*Exercise goal*. Rewrite the records from the line containing "If you could mark the small outbuilding" through the end of the records, swapping "wooden guardrail" for "metal railing" and keeping everything else the same. Leave the pictures out of your answer.

[begin Dataset excerpts]

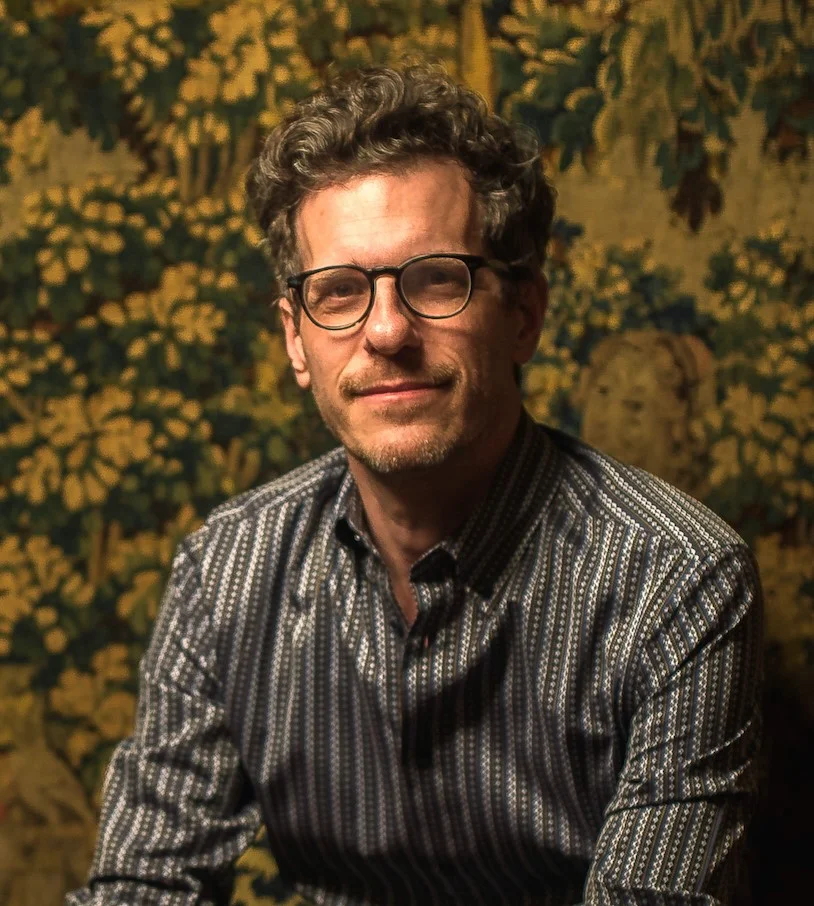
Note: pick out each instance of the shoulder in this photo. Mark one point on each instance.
(596, 487)
(257, 515)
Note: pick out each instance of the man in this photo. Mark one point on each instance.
(462, 658)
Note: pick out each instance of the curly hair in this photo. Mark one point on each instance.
(381, 119)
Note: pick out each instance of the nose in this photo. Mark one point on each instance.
(390, 326)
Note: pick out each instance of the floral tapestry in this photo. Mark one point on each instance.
(143, 377)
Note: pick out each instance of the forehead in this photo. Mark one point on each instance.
(387, 217)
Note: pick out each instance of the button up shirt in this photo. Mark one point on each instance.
(572, 717)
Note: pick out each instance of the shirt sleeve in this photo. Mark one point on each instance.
(673, 834)
(177, 807)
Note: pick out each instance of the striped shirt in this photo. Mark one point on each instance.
(573, 716)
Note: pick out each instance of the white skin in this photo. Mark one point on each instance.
(425, 409)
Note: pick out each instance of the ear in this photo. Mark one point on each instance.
(531, 302)
(293, 342)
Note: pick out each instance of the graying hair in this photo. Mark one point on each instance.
(382, 119)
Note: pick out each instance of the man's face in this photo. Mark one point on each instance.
(399, 391)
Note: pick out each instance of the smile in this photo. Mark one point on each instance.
(401, 392)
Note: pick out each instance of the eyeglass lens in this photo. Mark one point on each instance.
(435, 287)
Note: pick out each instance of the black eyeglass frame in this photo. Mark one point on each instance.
(473, 263)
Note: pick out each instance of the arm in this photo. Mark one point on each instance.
(177, 807)
(673, 833)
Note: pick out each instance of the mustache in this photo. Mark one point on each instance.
(354, 384)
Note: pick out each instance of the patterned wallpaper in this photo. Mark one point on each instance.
(143, 377)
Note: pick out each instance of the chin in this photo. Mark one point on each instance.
(403, 454)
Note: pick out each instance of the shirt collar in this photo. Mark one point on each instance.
(521, 490)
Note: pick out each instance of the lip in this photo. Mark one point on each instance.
(403, 390)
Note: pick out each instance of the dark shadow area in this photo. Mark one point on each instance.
(782, 851)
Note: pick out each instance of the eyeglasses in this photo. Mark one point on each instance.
(431, 286)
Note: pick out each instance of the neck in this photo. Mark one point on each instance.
(410, 512)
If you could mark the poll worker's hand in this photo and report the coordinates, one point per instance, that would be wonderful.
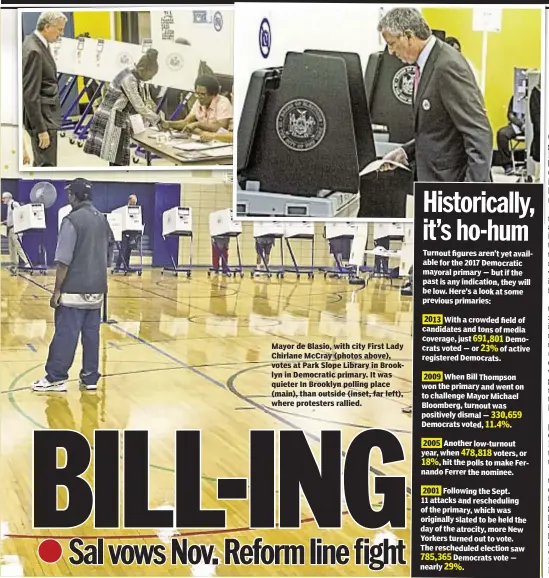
(54, 301)
(44, 140)
(207, 136)
(396, 156)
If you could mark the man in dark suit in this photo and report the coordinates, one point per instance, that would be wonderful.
(453, 138)
(41, 104)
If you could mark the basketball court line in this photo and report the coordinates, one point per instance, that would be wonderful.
(229, 385)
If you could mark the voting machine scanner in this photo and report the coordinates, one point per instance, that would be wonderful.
(222, 224)
(63, 212)
(305, 127)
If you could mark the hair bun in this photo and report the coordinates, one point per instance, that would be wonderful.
(152, 54)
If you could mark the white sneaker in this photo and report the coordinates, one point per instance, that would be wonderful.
(44, 385)
(88, 387)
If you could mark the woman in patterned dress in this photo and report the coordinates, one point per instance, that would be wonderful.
(110, 132)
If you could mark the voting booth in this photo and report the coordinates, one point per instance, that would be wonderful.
(294, 136)
(306, 132)
(340, 230)
(63, 212)
(391, 230)
(222, 228)
(304, 231)
(390, 89)
(178, 222)
(274, 230)
(383, 234)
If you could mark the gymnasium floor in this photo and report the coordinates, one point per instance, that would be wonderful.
(192, 354)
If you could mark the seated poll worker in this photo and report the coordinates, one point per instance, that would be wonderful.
(221, 135)
(453, 137)
(111, 130)
(210, 112)
(535, 114)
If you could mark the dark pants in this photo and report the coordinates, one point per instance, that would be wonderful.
(381, 264)
(220, 253)
(44, 157)
(70, 323)
(505, 136)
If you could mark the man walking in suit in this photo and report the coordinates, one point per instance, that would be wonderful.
(453, 138)
(41, 104)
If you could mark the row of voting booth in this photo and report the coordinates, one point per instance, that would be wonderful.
(307, 131)
(177, 221)
(125, 219)
(99, 61)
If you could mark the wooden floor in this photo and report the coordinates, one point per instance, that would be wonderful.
(191, 354)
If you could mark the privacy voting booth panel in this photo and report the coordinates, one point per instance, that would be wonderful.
(384, 194)
(390, 89)
(177, 221)
(222, 224)
(115, 223)
(365, 147)
(63, 212)
(297, 133)
(102, 60)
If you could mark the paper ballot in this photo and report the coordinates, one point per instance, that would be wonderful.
(376, 165)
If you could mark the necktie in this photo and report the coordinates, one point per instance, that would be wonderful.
(416, 79)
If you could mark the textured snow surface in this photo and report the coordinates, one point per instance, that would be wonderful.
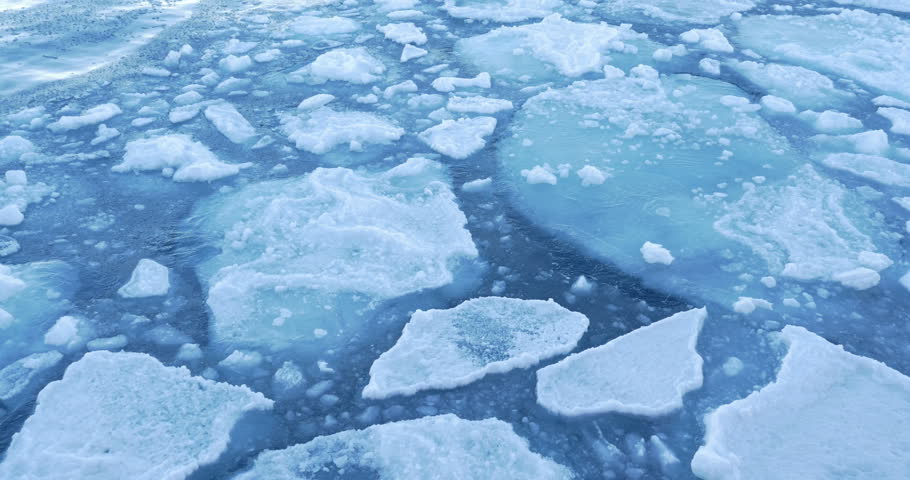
(85, 425)
(441, 447)
(314, 252)
(829, 414)
(449, 348)
(645, 372)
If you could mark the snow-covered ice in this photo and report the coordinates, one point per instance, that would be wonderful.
(85, 424)
(320, 250)
(443, 447)
(442, 349)
(149, 279)
(828, 414)
(645, 372)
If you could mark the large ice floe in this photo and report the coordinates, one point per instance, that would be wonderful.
(87, 424)
(645, 372)
(829, 414)
(449, 348)
(442, 447)
(866, 47)
(319, 252)
(32, 297)
(680, 158)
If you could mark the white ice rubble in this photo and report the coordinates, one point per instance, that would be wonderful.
(645, 372)
(829, 414)
(441, 349)
(442, 447)
(177, 156)
(85, 425)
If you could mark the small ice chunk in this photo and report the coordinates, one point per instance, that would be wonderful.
(315, 101)
(479, 185)
(86, 423)
(477, 104)
(92, 116)
(449, 84)
(443, 349)
(192, 161)
(900, 119)
(149, 279)
(442, 447)
(13, 147)
(747, 305)
(403, 33)
(777, 104)
(410, 52)
(828, 413)
(230, 122)
(873, 167)
(707, 38)
(352, 65)
(459, 138)
(861, 278)
(321, 130)
(656, 253)
(831, 121)
(234, 64)
(645, 372)
(591, 175)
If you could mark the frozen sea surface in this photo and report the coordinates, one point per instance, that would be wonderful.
(361, 239)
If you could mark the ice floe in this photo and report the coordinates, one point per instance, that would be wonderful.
(828, 414)
(442, 349)
(645, 372)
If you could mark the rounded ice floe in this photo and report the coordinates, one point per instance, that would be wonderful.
(459, 138)
(32, 297)
(443, 447)
(829, 414)
(868, 48)
(185, 159)
(504, 11)
(444, 349)
(688, 157)
(645, 372)
(352, 65)
(555, 43)
(319, 251)
(149, 279)
(321, 130)
(702, 12)
(403, 33)
(85, 425)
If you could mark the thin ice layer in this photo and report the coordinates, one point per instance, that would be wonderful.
(868, 48)
(678, 158)
(645, 372)
(319, 251)
(829, 414)
(450, 348)
(85, 425)
(32, 297)
(702, 12)
(443, 447)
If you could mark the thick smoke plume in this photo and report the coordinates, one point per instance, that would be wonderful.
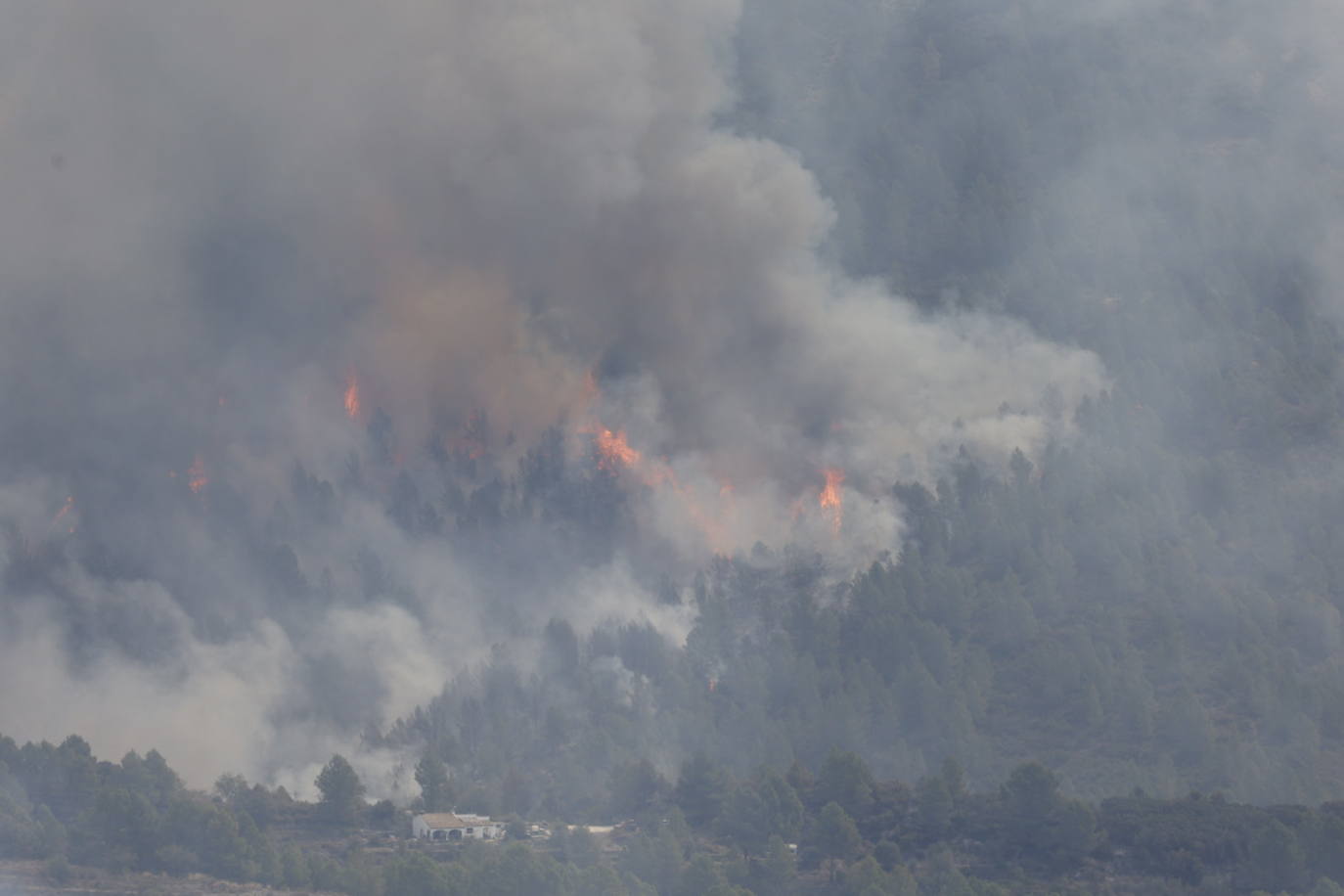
(277, 278)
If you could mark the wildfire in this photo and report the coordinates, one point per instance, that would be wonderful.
(830, 500)
(197, 478)
(613, 452)
(352, 396)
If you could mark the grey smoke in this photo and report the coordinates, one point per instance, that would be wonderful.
(212, 214)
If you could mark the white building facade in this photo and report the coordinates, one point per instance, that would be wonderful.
(445, 825)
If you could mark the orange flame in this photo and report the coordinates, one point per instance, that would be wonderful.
(352, 396)
(197, 478)
(830, 500)
(613, 452)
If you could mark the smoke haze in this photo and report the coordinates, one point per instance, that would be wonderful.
(499, 222)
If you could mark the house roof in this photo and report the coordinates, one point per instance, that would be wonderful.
(438, 820)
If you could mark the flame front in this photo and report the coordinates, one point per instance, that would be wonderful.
(613, 452)
(352, 396)
(830, 500)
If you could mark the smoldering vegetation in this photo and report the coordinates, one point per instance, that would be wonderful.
(558, 389)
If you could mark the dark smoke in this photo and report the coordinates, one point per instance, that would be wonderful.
(215, 215)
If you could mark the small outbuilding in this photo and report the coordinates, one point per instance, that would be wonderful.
(445, 825)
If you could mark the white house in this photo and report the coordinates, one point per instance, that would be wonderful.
(445, 825)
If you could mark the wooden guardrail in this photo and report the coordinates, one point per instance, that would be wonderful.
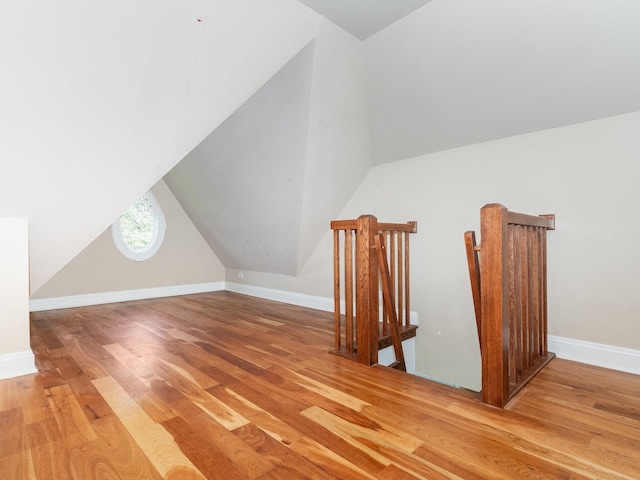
(364, 252)
(509, 287)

[end Dataset excerpts]

*Output of the exercise*.
If you could mark the small outbuilding in this photo and report the coordinates, one point per instance, that would be wonderful.
(445, 825)
If you could mark the white house in this photo and report the coordinates, one point per instance, that would be wonderful.
(445, 825)
If you could mark the metal railing in this photo and report the coordinates, one point per instance, that would be wonderful.
(364, 252)
(509, 287)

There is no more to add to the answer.